*Document text*:

Chirag Antil's brother Ronit told reporters that Chirag seemed happy when they spoke on the phone in morning. Chirag later took out his Audi to go somewhere. That was when he was shot dead.

The Congress students' wing National Students' Union of India chief Varun Choudhary in a post on X tagging the Ministry of External Affairs requested for assistance to the student's family.

"Urgent attention regarding the murder of Chirag Antil, an Indian student in Vancouver, Canada. We urge the Ministry of External Affairs to closely monitor the progress of the investigation and ensure that justice is swiftly served," Mr Choudhary said.

"Additionally, we request the ministry to extend all necessary support and assistance to the family of the deceased during this difficult time," he said.

Chirag Antil's family is raising money through the crowdfunding platform GoFundMe to repatriate his body to India, local media reported.

Haryana resident Romit Antil, the brother of Chirag Antil, told CityNews that he was a kind-hearted person.

"My brother and I had a great relationship. We used to talk every day, day and night. I spoke to him last before the accident happened. He was kind of happy, he never had any issues or fights with anyone, ever. He was an extremely polite person," Romit Antil told CityNews.

*Actions to take*:
1. According to the report on Chirag Antil's killing, which crowdfunding platform is his family using to raise money to bring his body back to India?
2. Pick up the report on Chirag Antil's killing after its final sentence and carry it forward.
The items that follow play no part in these tasks.

*Raw data*:
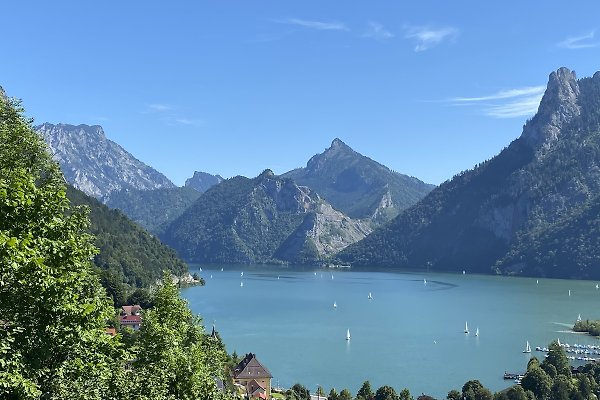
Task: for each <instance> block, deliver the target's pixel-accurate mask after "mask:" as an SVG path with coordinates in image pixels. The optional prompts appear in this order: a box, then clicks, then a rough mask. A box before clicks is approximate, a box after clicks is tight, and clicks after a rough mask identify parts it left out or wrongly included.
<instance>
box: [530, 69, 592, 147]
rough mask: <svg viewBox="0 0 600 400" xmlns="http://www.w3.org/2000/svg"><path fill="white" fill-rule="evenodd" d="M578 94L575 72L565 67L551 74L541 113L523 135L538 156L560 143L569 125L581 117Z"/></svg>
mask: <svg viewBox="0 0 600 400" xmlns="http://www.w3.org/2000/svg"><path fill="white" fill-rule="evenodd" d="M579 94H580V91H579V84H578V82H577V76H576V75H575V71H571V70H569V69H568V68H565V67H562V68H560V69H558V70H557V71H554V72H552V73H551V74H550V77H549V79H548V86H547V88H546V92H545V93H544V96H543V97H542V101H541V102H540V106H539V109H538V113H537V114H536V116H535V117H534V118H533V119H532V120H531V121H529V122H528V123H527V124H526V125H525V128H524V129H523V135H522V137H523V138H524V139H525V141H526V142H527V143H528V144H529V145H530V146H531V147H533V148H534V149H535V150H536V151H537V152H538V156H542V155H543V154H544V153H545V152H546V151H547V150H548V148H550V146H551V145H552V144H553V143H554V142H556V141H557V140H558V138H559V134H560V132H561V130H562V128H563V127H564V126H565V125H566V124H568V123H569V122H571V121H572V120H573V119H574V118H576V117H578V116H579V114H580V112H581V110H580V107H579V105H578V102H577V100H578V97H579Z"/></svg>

*Results in order*:
1. GoFundMe.

2.
Chirag Antil came to Vancouver in September 2022. He just finished MBA at University Canada West, and recently got his work permit.

Here are 5 facts about Chirag Antil

1.    Chirag Antil was a resident of Sonipat, Haryana.
2.    He was the youngest son of Mahavir Antil, a retired employee of the Sugar Mill Department of the Haryana Government.
3.    Chirag moved to Vancouver in 2022 to pursue higher studies at the University Canada West (UCW), in British Columbia.
4.    After completing his MBA, he started working at a company in Canada after getting a work permit.
5.    Chirag's brother Ronit shared in an interview that his younger sibling was a "kind-hearted" person. "I spoke to him last before the accident happened," he said and added that Chirag sounded "happy".